Past the prayer flags we found our way to the trail through the woods. We could tell that this trail is not often taken for two reasons. First, sadly, because there was no garbage on the trail and second, because while the path itself was worn, we had to do quite a bit a bushwhacking to get through the branches and such that had grown across the walkway. Our sunglasses doubled as protective eyewear. As we hiked, the dry nature of the environment became very apparent. Many of the plants have very waxy leaves (in order to retain moisture) and, unfortunately for us, many were also holly-like and had plenty of prickly points to catch at our clothing and skin as we walked by.

As the elevation of the increased, we began to see more old man's beard (usnea) on the trees. We had noticed lichen growing at higher elevations on other hikes but in doing a little reading, it seems that this may be due more to the lichen's sensitivity to air pollution (it's very sensitive to sulfur dioxide) than to elevation. Also, if you are a health and/or biology nerd like me, this lichen is extra interesting because it has uses in traditional medicine. Look it up if you're interested (the link above is to Wikipedia so you may want to go beyond that to verify the information). 

Old man's beard adds a mystical effect to the forest

More fall colors

When we finally made it up to the monastery, our first sight was of the monks playing soccer with some students from RTC (they had taken the trek with the 80% grade right from campus and had camped overnight at the monastery). They greeted us and then continued with their match.





Before sitting down for lunch, we took in the sweeping views of the Thimphu Valley.


Chorten and valley

It's hard to tell at first but those aren't all clouds, they're the high Himalayas!


Thimphu Valley. Buddha Dorndema in the foreground,
Himalayas in the background. 

The building that houses the butter lamps. 


Chortens and prayer flags near the monastery

After exploring a bit, it was time for lunch. We chose a spot in the sun and sat down to eat. The dogs were very interested in us! I used Julia's trekking pole to somewhat successfully keep them away. Perhaps that's why I was still sitting while others ended up standing.


The monastery itself was very recently renovated, evident by the state of the brightly painted exterior decorations and detailing. It's all hand-painted and quite breathtaking.

(Records taken from a dataset)
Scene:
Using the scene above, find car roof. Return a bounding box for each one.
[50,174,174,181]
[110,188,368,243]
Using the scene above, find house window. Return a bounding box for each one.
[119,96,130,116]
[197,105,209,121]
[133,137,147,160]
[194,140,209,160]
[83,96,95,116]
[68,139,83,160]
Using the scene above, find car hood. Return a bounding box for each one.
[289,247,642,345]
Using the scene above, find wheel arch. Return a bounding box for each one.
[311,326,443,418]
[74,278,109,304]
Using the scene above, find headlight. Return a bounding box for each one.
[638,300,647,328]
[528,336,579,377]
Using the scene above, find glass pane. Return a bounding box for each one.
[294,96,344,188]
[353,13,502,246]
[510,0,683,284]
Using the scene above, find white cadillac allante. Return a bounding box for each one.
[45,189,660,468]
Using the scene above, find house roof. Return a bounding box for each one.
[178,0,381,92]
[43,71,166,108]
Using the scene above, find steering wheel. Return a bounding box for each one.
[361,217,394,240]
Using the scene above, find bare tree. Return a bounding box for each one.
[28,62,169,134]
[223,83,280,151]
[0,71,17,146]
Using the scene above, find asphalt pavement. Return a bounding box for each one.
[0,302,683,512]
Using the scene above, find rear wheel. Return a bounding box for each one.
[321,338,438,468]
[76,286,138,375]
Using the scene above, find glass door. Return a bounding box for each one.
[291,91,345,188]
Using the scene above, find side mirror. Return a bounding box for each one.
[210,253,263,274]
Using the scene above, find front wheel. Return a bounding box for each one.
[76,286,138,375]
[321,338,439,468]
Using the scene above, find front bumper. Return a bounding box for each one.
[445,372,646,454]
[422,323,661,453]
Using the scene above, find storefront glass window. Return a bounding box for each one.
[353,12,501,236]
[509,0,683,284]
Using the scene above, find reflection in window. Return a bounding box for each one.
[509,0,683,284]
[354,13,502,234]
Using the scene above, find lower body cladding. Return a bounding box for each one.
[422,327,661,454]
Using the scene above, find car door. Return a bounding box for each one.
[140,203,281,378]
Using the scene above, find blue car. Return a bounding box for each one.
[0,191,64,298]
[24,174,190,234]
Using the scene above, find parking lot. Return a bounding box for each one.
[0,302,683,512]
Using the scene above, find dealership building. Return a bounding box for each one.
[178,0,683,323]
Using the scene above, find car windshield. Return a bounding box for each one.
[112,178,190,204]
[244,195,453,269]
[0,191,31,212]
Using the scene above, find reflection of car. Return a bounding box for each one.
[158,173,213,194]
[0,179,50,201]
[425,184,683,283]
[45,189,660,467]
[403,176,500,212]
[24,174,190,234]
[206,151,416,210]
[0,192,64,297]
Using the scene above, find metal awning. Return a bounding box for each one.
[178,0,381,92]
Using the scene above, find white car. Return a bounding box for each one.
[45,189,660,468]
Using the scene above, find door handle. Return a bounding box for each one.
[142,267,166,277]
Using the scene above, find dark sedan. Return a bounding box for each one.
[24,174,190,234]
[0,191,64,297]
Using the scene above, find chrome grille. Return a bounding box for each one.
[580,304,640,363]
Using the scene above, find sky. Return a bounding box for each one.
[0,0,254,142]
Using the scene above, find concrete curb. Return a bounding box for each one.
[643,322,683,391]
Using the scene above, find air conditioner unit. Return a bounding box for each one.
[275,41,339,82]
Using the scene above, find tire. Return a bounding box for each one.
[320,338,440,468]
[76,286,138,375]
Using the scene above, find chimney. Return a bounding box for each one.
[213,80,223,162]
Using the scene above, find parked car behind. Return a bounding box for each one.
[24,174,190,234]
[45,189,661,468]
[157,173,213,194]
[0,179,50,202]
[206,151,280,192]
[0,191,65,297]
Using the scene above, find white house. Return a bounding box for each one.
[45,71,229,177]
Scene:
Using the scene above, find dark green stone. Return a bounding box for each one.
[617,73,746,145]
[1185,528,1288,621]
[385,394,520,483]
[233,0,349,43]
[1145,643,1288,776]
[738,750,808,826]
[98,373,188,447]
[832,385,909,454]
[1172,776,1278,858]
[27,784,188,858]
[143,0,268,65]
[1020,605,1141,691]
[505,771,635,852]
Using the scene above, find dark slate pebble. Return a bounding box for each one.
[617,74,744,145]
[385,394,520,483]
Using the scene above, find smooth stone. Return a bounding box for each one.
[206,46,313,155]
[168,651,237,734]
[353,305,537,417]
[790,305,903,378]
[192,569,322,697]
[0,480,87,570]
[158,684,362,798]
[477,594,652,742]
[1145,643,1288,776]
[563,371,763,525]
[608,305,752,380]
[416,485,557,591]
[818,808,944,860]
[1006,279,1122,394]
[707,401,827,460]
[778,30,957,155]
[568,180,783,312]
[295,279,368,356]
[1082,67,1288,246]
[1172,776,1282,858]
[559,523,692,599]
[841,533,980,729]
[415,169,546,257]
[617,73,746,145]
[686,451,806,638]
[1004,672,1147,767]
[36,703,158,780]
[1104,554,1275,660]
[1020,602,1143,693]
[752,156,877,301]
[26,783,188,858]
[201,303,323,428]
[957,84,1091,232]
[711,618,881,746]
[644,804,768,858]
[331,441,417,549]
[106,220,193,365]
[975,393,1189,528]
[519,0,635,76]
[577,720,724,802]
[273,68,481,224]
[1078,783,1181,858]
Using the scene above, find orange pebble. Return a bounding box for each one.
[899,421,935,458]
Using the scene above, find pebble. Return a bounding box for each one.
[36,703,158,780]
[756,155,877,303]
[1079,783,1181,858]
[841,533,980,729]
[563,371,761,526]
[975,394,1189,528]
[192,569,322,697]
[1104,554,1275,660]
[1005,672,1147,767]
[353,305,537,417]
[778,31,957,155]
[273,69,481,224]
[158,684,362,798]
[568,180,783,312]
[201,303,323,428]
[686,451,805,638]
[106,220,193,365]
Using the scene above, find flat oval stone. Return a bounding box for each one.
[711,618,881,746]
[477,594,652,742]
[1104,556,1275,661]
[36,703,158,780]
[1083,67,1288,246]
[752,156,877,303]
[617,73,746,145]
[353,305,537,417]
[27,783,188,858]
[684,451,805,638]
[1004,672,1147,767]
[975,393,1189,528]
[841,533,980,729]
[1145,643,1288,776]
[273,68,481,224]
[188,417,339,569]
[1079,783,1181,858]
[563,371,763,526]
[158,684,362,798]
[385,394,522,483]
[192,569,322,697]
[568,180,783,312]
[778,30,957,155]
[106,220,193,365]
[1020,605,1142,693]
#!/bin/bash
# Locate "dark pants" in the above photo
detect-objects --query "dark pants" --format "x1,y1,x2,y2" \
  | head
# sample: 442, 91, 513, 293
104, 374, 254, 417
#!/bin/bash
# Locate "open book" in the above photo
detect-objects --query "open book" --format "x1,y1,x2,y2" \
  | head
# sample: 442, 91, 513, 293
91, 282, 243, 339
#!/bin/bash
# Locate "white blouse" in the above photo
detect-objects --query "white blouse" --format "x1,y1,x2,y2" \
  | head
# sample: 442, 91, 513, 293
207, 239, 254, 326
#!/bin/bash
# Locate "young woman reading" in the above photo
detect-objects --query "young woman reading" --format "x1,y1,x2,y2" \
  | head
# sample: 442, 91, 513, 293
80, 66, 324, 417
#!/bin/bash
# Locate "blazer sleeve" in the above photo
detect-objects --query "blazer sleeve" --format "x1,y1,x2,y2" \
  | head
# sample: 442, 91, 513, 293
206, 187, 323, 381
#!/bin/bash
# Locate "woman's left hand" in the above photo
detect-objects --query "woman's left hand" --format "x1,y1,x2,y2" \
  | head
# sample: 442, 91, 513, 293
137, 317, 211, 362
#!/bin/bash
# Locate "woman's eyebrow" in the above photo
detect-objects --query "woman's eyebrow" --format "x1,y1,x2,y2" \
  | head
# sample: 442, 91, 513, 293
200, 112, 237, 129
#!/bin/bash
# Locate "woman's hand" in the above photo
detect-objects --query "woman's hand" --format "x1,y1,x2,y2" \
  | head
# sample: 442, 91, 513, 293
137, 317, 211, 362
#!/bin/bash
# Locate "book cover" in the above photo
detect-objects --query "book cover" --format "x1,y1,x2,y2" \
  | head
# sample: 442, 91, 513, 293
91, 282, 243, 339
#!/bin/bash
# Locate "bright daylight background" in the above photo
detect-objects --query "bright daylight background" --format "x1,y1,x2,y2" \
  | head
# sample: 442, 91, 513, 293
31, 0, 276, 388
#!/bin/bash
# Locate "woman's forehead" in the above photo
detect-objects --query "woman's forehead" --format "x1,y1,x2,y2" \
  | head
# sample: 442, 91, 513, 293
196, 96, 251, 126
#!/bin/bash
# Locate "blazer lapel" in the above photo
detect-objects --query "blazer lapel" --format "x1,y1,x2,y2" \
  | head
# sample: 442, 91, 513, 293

**Questions to answer**
A. Reproduce the passage about the monastery hike word for word, starting with "After exploring a" and going on through "all hand-painted and quite breathtaking.".
B. Answer these questions from the passage about the monastery hike:
(i) Which gas does the passage say old man's beard lichen is very sensitive to?
(ii) What were the monks doing when the hikers first reached the monastery?
(iii) What did the writer use to keep the dogs away during lunch?
The data is not needed for any of the work here.

**Outputs in order**
A.
After exploring a bit, it was time for lunch. We chose a spot in the sun and sat down to eat. The dogs were very interested in us! I used Julia's trekking pole to somewhat successfully keep them away. Perhaps that's why I was still sitting while others ended up standing.


The monastery itself was very recently renovated, evident by the state of the brightly painted exterior decorations and detailing. It's all hand-painted and quite breathtaking.

B.
(i) Sulfur dioxide.
(ii) Playing soccer with some students from RTC.
(iii) Julia's trekking pole.